AUFGABE STELLEN ::
Gib den Abschnitt von der Zeile, die "Identify each instance of the multi-story" enthält, bis zum Ende des Materials vollständig wieder und verschiebe dabei jede Zahl in den Koordinaten um 101 nach oben.

══════

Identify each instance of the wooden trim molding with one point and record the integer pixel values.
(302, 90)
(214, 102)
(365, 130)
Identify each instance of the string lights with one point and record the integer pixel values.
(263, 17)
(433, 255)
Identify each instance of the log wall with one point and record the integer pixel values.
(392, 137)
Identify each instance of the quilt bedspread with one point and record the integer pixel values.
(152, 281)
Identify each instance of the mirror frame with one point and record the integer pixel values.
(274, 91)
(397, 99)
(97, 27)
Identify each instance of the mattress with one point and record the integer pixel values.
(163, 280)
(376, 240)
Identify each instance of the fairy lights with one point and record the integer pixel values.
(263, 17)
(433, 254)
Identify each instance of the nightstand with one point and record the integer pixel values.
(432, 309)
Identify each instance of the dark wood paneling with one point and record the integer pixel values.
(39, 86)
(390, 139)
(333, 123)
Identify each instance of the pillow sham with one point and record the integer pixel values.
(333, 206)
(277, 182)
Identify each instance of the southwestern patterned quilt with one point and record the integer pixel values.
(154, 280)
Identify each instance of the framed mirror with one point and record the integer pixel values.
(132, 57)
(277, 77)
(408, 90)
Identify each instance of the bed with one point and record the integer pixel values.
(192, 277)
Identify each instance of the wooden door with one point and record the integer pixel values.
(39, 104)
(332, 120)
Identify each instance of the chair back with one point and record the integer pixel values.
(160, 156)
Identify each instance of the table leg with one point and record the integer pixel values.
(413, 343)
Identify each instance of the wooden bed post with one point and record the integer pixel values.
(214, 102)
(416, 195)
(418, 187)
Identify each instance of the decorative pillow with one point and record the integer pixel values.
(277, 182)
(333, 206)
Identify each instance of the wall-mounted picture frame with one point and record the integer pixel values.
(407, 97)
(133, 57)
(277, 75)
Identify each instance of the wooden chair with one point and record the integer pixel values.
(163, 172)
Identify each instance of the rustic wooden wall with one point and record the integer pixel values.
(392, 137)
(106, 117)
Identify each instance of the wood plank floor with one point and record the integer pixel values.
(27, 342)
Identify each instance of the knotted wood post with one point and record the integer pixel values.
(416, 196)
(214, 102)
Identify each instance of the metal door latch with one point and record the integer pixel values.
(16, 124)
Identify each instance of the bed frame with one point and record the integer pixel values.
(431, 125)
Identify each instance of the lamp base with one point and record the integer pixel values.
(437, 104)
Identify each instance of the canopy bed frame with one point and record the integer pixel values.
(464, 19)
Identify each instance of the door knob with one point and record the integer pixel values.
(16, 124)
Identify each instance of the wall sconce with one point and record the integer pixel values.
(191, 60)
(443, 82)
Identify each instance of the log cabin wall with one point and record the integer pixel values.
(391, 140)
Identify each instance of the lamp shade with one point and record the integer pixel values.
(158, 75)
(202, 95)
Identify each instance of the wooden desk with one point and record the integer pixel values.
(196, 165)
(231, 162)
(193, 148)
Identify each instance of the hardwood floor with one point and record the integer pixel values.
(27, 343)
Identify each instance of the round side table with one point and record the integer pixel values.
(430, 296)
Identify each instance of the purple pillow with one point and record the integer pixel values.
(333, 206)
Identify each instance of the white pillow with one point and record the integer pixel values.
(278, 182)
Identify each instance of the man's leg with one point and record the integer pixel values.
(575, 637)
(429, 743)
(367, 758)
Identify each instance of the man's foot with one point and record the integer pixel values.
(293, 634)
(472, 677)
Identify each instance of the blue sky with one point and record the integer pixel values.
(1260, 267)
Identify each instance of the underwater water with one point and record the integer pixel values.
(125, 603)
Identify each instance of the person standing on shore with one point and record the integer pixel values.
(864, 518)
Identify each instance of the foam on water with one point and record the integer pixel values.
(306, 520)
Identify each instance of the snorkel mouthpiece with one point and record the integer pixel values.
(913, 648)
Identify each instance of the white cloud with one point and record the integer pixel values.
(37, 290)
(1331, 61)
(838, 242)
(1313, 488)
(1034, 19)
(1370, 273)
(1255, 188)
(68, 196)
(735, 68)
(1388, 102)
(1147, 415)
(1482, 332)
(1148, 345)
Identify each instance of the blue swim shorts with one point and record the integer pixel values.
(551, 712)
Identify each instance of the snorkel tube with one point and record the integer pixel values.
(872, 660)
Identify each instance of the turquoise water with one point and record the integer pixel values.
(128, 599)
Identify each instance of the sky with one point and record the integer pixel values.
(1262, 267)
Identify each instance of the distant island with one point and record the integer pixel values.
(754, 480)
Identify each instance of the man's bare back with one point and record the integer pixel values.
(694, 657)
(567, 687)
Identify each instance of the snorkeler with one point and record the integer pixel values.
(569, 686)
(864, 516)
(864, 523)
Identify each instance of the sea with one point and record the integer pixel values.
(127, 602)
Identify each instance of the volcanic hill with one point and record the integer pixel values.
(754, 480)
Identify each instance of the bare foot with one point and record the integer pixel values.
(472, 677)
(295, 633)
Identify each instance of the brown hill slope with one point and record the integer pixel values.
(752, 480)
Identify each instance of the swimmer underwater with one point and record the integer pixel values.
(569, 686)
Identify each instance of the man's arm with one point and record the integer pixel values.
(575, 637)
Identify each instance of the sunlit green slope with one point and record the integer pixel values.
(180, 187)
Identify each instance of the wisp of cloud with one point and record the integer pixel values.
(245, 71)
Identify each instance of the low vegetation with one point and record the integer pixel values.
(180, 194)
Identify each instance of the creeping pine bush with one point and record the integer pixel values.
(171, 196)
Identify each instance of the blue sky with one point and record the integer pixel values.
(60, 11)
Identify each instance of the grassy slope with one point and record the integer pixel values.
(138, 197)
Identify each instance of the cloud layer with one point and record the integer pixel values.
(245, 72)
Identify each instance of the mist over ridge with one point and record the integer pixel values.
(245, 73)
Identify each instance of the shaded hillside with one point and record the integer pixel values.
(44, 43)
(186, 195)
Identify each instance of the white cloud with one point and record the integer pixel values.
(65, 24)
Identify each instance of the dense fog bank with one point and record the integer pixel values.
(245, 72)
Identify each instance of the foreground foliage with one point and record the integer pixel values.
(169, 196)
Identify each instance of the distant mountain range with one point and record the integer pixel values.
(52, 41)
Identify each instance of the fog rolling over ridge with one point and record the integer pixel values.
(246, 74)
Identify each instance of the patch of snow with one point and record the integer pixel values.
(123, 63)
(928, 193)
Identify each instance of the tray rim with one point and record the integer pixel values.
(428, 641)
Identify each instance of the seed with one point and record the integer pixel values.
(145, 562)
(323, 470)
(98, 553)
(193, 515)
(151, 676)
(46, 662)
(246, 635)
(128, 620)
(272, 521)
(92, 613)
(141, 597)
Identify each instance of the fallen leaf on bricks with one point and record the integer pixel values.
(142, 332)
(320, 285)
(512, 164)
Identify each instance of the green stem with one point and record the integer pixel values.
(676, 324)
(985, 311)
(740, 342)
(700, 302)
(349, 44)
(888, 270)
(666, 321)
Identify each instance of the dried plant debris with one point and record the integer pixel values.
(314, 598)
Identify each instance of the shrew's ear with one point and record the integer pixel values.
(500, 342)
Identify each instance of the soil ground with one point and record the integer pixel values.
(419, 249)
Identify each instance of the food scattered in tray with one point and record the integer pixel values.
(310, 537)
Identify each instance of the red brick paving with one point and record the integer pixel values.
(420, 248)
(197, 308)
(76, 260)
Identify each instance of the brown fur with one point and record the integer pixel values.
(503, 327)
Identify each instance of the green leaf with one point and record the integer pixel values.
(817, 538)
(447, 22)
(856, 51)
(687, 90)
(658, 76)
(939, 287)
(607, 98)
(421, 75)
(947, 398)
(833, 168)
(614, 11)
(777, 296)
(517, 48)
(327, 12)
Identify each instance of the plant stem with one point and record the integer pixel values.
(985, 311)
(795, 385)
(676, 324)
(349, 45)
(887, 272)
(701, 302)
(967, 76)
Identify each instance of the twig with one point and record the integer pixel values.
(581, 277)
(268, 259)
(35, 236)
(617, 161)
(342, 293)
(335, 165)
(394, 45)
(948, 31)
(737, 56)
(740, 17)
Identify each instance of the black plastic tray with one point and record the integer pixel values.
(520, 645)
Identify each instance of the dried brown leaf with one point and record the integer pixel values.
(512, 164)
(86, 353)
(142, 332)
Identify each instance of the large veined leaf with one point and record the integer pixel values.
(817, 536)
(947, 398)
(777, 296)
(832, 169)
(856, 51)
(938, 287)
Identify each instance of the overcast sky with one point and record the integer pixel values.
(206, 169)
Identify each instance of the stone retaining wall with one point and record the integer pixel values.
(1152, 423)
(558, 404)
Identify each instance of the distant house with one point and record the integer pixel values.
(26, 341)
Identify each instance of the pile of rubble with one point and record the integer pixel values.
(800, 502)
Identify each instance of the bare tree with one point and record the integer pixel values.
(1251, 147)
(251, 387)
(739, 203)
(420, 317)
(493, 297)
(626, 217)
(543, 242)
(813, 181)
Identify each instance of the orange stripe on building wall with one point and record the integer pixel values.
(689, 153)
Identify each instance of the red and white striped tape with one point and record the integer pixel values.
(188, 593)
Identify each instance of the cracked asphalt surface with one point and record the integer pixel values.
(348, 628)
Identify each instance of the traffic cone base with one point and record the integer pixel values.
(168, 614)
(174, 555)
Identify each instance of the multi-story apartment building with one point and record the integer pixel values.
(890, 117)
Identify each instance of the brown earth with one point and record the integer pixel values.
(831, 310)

══════

ERGEBNIS ::
Identify each instance of the multi-story apartment building with one point and record the integer pixel values.
(991, 218)
Identify each instance of the brown earth with one point and record the integer pixel values.
(932, 411)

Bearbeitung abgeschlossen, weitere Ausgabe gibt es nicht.